_Goal_
Take the entries that follow and return only the lines from the one with "Consider the photo above. For each instance of the ornamental" through the final line, leaving every picture behind.

_Data provided_
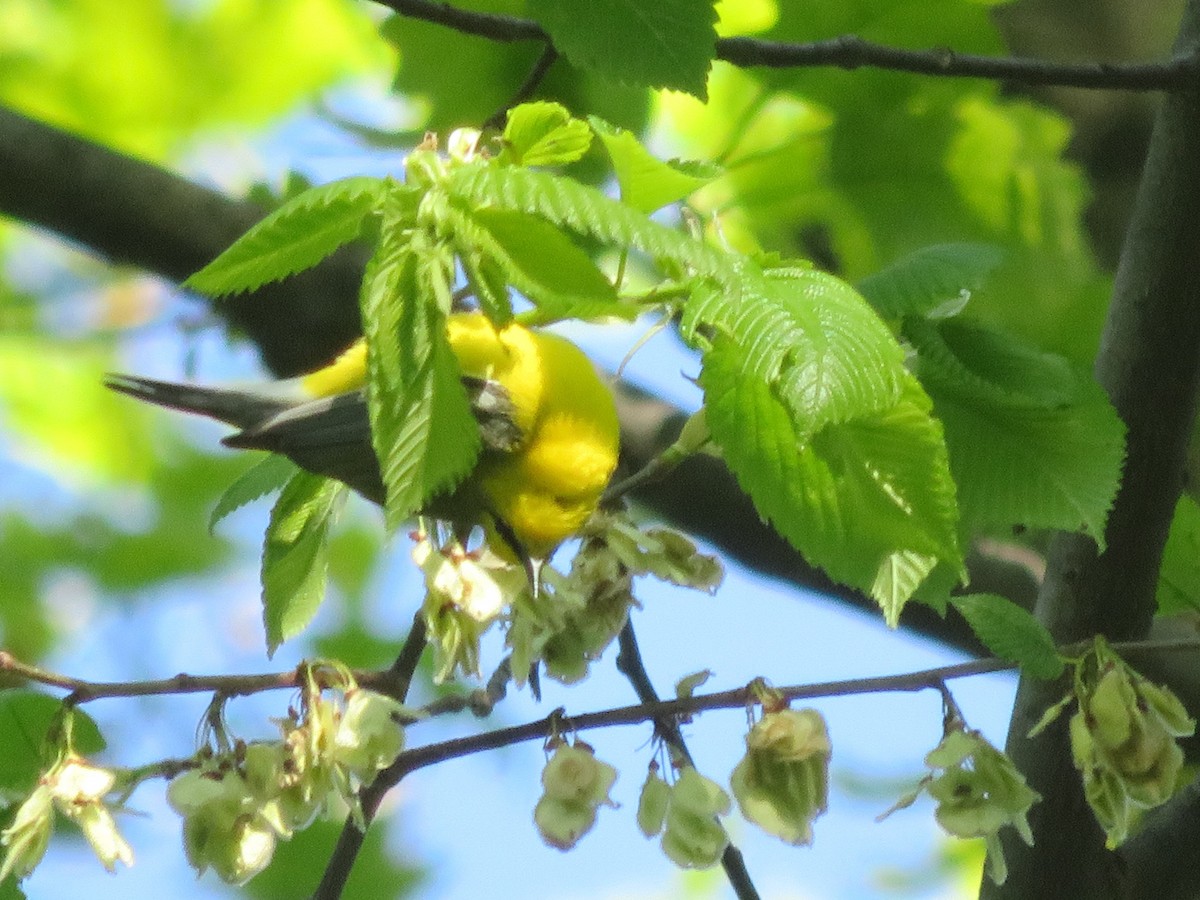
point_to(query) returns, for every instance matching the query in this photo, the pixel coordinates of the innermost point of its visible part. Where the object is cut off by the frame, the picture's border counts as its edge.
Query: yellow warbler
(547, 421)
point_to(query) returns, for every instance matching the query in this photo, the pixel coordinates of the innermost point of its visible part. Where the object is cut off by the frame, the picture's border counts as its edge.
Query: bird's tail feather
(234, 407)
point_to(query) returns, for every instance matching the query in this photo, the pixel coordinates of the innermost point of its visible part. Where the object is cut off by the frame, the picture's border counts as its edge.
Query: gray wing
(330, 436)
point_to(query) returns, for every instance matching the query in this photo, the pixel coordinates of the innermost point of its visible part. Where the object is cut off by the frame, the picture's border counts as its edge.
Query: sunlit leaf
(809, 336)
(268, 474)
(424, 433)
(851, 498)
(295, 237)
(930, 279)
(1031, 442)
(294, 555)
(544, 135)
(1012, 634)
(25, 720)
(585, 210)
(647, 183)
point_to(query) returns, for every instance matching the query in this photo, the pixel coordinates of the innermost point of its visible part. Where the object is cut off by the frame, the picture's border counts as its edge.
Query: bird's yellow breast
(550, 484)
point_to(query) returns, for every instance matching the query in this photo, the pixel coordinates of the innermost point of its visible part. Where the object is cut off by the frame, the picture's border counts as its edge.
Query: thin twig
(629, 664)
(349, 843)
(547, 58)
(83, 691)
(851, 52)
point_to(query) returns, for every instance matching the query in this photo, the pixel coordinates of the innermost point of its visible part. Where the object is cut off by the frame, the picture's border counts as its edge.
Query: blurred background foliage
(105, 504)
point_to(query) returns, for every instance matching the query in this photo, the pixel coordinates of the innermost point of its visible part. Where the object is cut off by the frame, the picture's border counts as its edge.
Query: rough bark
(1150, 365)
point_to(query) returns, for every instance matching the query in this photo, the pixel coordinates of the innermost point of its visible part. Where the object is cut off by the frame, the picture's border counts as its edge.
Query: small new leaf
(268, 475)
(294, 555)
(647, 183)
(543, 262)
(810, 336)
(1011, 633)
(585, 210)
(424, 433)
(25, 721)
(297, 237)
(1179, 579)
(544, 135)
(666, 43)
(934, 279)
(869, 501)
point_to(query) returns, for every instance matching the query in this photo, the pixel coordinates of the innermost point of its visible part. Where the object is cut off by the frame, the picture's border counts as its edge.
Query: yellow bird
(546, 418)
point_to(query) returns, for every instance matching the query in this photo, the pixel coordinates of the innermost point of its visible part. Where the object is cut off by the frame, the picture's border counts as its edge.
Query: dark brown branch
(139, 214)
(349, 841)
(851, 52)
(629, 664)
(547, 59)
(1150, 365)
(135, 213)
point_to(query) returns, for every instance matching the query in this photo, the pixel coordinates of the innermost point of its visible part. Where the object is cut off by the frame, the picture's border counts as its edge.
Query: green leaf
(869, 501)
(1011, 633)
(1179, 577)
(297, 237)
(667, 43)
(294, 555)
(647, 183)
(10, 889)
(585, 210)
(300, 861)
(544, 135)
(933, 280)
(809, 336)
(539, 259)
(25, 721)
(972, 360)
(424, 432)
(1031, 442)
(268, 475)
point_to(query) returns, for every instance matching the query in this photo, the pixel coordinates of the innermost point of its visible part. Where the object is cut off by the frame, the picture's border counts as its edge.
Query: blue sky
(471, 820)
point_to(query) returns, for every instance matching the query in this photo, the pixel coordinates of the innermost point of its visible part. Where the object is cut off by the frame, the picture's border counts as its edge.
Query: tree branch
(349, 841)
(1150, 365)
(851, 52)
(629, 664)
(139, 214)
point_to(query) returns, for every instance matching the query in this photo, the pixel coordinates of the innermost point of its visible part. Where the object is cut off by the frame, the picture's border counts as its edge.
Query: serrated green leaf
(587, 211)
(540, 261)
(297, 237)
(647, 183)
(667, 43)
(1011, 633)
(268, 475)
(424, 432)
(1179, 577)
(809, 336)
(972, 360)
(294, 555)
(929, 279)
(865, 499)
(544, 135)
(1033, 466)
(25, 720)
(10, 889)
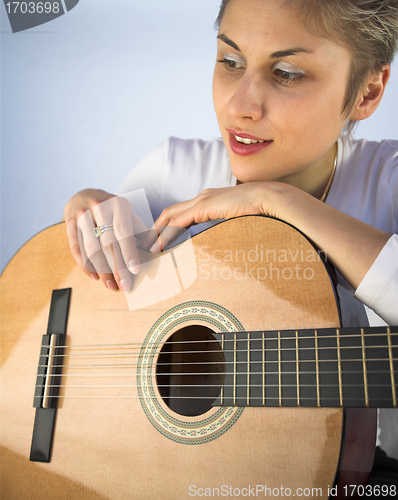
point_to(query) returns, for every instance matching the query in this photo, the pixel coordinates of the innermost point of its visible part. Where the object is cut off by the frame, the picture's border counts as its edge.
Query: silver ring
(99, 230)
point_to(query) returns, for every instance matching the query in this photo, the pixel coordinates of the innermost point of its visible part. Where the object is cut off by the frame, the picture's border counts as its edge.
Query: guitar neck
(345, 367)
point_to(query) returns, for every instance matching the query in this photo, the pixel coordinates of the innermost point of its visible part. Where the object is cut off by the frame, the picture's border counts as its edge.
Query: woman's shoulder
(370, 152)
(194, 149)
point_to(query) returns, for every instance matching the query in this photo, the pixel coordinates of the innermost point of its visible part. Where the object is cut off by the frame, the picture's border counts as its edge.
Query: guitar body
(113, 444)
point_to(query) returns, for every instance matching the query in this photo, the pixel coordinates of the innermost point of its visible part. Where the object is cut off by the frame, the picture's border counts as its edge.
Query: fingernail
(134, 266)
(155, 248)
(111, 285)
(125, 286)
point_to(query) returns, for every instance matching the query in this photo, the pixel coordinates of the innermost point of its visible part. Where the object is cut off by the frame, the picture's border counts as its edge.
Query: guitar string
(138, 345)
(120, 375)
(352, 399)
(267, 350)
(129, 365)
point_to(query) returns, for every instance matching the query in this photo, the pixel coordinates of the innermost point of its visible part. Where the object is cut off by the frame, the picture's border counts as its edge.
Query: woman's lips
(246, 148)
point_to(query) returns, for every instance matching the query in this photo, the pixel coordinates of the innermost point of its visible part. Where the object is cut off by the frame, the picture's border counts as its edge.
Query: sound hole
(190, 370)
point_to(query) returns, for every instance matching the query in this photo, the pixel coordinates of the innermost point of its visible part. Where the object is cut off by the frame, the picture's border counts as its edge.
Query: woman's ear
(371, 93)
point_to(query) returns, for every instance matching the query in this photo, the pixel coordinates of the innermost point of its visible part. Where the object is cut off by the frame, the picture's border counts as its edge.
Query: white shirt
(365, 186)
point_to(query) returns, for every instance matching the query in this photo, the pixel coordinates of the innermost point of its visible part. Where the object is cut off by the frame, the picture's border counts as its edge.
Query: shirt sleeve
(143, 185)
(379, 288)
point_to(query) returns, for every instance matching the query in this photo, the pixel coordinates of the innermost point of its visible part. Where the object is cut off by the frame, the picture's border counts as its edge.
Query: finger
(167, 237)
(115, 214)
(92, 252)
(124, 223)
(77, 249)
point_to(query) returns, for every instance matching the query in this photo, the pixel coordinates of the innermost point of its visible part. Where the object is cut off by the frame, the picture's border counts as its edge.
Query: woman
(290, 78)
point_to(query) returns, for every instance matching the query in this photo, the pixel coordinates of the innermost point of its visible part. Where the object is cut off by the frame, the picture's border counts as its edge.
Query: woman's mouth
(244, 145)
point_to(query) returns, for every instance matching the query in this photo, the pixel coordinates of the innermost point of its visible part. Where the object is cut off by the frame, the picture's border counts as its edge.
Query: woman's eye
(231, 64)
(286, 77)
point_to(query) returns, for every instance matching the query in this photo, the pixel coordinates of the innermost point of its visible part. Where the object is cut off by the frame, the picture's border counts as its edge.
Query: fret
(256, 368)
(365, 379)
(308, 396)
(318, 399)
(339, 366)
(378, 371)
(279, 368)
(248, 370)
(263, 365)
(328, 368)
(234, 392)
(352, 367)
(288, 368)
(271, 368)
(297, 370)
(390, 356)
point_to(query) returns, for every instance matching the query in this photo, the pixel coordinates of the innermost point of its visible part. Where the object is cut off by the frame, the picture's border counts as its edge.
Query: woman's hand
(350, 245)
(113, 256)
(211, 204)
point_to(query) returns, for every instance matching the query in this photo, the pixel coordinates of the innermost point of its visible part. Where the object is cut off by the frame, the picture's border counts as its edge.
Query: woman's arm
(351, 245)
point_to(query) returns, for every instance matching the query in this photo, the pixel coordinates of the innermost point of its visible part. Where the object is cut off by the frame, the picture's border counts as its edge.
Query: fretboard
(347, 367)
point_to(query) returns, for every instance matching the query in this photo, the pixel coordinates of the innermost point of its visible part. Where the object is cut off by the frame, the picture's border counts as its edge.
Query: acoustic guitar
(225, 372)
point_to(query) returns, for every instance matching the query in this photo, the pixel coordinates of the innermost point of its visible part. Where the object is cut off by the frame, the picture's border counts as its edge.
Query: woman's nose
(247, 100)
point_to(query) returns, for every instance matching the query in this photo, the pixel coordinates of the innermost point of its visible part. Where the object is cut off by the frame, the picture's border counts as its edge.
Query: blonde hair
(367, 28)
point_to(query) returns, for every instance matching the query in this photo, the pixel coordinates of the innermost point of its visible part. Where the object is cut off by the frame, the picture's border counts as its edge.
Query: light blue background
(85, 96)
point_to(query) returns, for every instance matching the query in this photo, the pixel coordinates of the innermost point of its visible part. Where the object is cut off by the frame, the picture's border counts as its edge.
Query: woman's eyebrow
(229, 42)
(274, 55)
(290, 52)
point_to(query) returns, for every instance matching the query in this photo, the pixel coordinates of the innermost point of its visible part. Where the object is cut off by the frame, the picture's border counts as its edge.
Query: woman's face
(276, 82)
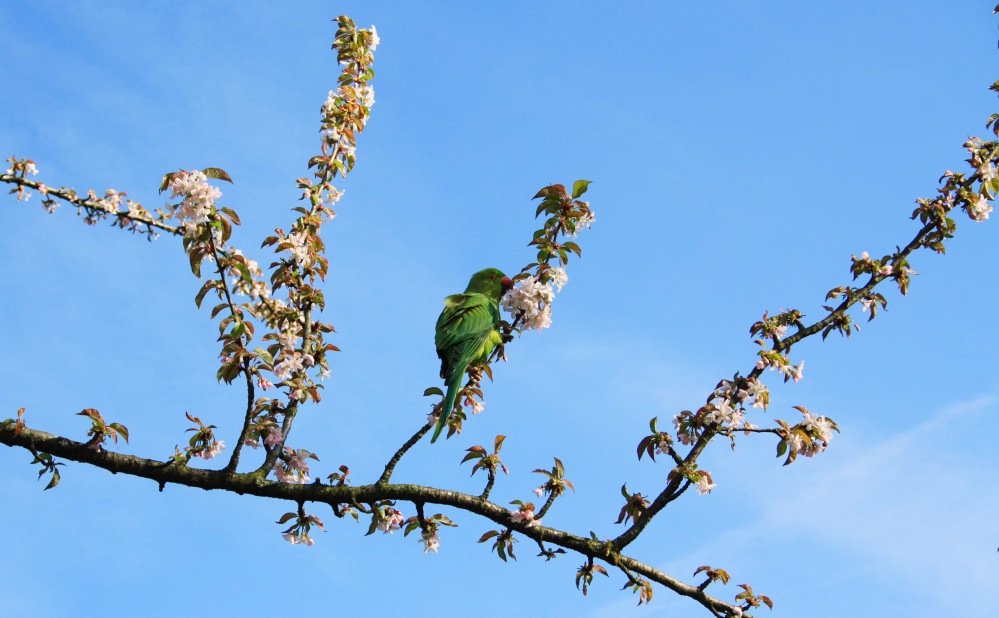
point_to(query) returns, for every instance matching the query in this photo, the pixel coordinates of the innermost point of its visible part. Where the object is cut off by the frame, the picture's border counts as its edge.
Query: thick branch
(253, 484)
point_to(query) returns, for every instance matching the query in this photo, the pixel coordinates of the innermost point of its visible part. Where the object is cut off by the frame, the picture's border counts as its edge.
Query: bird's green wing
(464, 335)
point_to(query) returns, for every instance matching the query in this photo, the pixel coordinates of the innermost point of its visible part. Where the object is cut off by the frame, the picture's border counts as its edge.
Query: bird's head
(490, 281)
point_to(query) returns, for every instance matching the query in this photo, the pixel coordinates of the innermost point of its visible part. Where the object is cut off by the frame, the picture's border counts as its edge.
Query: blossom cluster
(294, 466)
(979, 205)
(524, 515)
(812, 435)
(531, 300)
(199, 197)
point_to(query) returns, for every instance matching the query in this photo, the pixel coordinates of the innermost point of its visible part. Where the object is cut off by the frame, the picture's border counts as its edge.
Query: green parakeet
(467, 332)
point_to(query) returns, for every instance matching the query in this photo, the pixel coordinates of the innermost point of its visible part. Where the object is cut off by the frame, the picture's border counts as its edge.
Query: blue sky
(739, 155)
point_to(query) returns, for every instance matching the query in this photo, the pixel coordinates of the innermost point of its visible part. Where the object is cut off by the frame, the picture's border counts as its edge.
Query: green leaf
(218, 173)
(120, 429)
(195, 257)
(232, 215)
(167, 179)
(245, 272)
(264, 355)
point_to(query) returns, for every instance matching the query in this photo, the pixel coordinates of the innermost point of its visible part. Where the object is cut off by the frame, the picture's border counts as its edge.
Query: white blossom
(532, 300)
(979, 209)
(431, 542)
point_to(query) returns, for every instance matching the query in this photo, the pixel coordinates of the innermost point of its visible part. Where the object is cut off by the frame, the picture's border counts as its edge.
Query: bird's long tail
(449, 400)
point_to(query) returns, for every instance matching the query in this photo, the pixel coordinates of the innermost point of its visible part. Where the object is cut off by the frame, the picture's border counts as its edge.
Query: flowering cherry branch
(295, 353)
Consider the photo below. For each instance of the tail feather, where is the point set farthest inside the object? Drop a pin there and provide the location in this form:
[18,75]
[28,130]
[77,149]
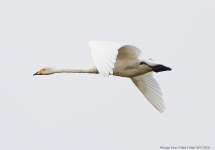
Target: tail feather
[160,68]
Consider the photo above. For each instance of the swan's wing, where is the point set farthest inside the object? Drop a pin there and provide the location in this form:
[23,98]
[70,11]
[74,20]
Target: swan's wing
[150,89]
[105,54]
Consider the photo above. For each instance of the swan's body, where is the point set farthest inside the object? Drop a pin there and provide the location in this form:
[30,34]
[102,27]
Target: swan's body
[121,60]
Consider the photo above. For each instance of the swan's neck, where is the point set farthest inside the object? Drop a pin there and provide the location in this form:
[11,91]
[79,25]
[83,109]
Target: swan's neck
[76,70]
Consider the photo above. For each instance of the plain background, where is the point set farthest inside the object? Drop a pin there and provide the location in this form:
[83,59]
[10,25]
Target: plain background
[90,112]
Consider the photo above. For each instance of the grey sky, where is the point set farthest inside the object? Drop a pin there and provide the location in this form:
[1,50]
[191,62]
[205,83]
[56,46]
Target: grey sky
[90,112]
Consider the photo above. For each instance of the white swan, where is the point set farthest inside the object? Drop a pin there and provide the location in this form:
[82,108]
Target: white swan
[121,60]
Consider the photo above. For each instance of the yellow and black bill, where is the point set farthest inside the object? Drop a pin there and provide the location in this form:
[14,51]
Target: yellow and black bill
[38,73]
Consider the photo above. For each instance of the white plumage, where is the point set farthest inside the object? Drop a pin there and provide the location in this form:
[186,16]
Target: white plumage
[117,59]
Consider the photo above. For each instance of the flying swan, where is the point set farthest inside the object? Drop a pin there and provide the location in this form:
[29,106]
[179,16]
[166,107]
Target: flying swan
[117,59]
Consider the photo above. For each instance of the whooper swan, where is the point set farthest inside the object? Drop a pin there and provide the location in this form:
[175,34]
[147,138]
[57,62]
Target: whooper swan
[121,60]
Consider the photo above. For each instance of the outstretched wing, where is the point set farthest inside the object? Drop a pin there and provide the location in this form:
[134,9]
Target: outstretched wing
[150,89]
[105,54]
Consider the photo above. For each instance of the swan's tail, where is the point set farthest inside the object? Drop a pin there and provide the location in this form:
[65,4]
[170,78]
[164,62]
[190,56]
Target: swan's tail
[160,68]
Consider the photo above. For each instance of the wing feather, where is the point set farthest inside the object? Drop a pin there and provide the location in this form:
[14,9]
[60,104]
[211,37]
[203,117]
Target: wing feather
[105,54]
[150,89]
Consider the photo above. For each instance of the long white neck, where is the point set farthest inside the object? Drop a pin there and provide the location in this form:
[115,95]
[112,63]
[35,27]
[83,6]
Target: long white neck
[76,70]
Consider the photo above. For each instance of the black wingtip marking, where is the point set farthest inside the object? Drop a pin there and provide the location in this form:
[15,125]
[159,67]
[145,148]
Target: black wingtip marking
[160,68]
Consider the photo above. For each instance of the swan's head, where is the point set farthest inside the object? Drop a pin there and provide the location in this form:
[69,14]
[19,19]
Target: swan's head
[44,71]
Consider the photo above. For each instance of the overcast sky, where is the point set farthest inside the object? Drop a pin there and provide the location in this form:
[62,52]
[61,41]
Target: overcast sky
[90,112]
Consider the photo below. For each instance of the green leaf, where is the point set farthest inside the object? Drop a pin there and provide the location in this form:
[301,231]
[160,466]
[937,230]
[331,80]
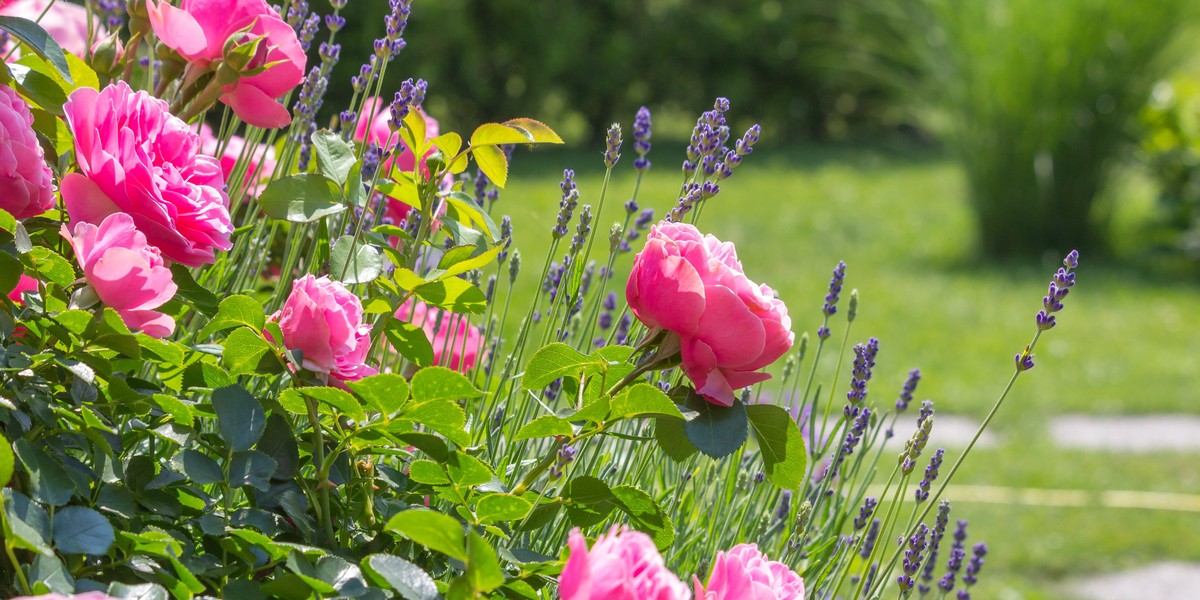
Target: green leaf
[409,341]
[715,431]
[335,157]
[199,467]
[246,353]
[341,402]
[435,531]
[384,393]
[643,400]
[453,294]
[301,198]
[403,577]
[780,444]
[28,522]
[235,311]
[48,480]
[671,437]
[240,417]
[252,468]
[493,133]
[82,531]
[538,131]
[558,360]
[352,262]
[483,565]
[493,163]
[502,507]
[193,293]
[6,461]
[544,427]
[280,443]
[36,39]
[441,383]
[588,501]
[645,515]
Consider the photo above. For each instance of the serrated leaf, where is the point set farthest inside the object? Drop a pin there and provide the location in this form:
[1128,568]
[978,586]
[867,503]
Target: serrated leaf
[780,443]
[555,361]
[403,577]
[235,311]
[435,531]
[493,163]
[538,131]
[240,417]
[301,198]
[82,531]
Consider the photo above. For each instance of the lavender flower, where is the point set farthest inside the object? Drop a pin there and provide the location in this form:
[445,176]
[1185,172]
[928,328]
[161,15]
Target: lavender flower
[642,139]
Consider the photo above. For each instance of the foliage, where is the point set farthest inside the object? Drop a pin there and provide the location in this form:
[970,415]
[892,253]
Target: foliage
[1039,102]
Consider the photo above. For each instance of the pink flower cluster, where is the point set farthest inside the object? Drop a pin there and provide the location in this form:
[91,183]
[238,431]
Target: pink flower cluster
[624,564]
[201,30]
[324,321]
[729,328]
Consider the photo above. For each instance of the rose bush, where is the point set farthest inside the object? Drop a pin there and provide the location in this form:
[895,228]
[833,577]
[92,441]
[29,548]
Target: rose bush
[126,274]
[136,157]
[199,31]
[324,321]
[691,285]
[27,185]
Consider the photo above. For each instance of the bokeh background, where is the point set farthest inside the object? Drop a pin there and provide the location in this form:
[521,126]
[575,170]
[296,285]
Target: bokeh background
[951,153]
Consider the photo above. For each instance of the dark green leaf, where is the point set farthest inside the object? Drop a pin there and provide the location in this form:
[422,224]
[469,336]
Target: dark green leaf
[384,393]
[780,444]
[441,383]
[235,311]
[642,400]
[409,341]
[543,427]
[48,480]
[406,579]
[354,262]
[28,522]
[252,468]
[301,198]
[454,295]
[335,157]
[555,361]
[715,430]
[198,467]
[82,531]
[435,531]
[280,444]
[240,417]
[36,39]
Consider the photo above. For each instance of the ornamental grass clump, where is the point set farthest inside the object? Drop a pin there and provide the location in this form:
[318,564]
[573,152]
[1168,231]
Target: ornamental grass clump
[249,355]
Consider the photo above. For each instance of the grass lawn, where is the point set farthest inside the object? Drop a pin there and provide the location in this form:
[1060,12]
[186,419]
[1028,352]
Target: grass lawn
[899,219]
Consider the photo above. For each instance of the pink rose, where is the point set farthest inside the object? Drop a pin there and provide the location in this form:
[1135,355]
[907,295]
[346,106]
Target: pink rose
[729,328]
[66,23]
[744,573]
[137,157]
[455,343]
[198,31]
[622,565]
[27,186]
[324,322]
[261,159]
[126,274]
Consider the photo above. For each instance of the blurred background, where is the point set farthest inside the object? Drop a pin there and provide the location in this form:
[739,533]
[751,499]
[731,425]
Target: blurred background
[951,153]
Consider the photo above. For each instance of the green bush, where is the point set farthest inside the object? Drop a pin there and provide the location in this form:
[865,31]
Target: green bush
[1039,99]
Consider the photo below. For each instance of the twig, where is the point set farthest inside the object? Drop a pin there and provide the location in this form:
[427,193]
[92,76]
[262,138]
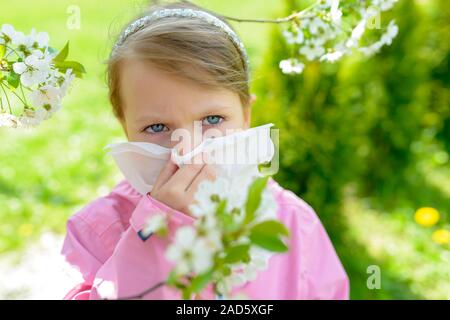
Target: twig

_Exercise response_
Consider the photo above. For each instance of the ornamental grass clump, where is the point set farthest inside the object? Drop a pin there and provide the location in this form:
[318,564]
[573,152]
[1168,231]
Target: ornamental grass clump
[249,355]
Consider the photo above. For each instance of the grass lawn, where is the point set farthest inside the object? Drop a pin there and provide the location in this form:
[1060,12]
[186,419]
[1028,352]
Target: grass lawn
[899,219]
Consider the photo above. For each instance of the pink rose, where is the point set farthest inside the object? Drop a pin there and provide the location in this form:
[1135,355]
[907,295]
[346,106]
Target: pink rose
[729,328]
[66,23]
[744,573]
[137,157]
[455,343]
[198,31]
[622,565]
[27,186]
[324,322]
[261,159]
[126,274]
Consider the photo above. For each instance of the blurred background, where is the point set farthest inside the object? Drop a pin there and provide the location in this form:
[739,533]
[751,499]
[731,425]
Target: blurred background
[951,153]
Consider the photo above. For each instance of the green bush, where is the point set farthest inside the object? Drop a pin there and provide the location in this form:
[865,31]
Target: green bush
[1039,99]
Consider the photo below. For each instance of the twig, where is the point set farthest inside the object? Drop a pin there and provide the location in this form:
[427,193]
[92,76]
[262,138]
Target: twig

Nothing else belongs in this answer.